## Task requirements:
1) Answer from the passage about Maureen McGovern's album The Morning After:
(a) In what month and year was the album released?
(b) What was the album's peak position on the Billboard Hot 200, and in which month did it reach that peak?
(c) To whom did McGovern dedicate the album?
2) List every song title named in the passage about Maureen McGovern's album The Morning After.
Source text section start
The Morning After was Maureen McGovern's first studio album, released in July 1973 (see 1973 in music).

The album was released by popular demand following an Academy Award win for Best Song for "The Morning After", written by Al Kasha and Joel Hirschhorn. After the song's subsequent rise up the Billboard Top 100 charts, the eponymous album was released, eventually peaking in September at #77 on the Billboard Hot 200 list of popular albums.

"The Morning After" is the first track on the record. McGovern composed the music for the fourth and sixth tracks. Cover versions include Paul Williams' "I Won't Last a Day Without You" (which was an adult-contemporary hit for McGovern before becoming a national hit for The Carpenters) and Buffy Sainte-Marie's "Until It's Time for You to Go".

McGovern dedicated the album to her parents, Mary and James McGovern.
Source text section end
Records section start
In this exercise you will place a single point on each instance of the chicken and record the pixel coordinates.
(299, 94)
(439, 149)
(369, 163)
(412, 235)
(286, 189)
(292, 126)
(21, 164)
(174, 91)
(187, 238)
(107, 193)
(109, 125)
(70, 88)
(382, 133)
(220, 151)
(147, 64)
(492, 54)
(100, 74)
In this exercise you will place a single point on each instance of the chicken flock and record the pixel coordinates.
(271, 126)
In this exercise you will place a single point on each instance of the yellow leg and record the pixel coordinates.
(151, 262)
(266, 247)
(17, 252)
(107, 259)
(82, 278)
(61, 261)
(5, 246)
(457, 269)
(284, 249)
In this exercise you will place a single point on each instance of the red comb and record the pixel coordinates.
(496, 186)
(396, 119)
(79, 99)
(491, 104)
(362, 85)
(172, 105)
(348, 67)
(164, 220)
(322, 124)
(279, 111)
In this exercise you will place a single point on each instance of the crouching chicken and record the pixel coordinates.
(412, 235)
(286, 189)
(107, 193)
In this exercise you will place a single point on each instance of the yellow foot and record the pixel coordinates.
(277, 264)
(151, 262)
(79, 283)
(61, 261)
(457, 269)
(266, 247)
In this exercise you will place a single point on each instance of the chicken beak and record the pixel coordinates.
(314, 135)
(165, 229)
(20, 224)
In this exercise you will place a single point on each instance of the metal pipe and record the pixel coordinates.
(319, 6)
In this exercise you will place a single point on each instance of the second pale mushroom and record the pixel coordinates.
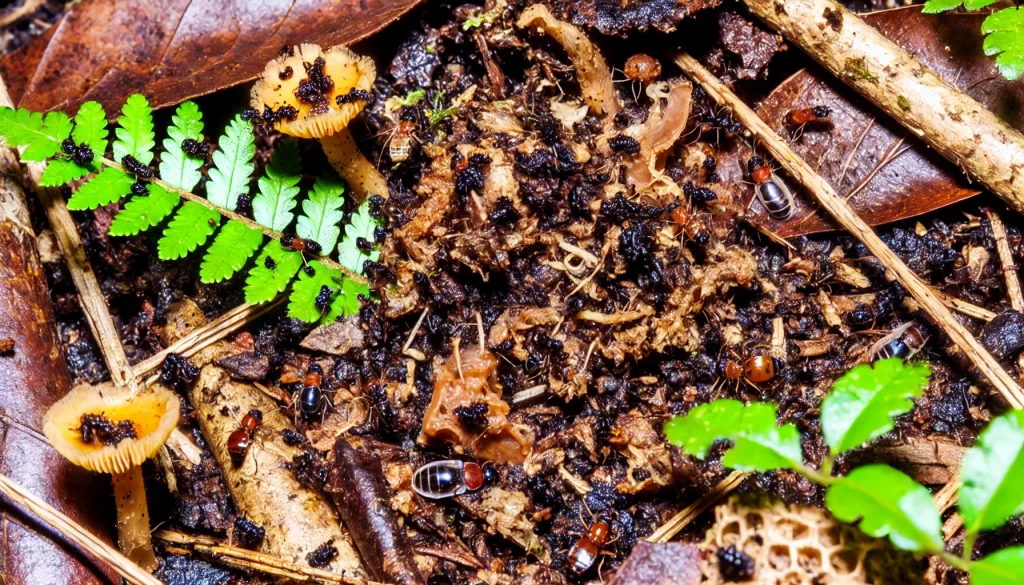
Records section end
## Answers in order:
1)
(a) July 1973
(b) #77, in September
(c) Her parents, Mary and James McGovern

2)
"The Morning After"
"I Won't Last a Day Without You"
"Until It's Time for You to Go"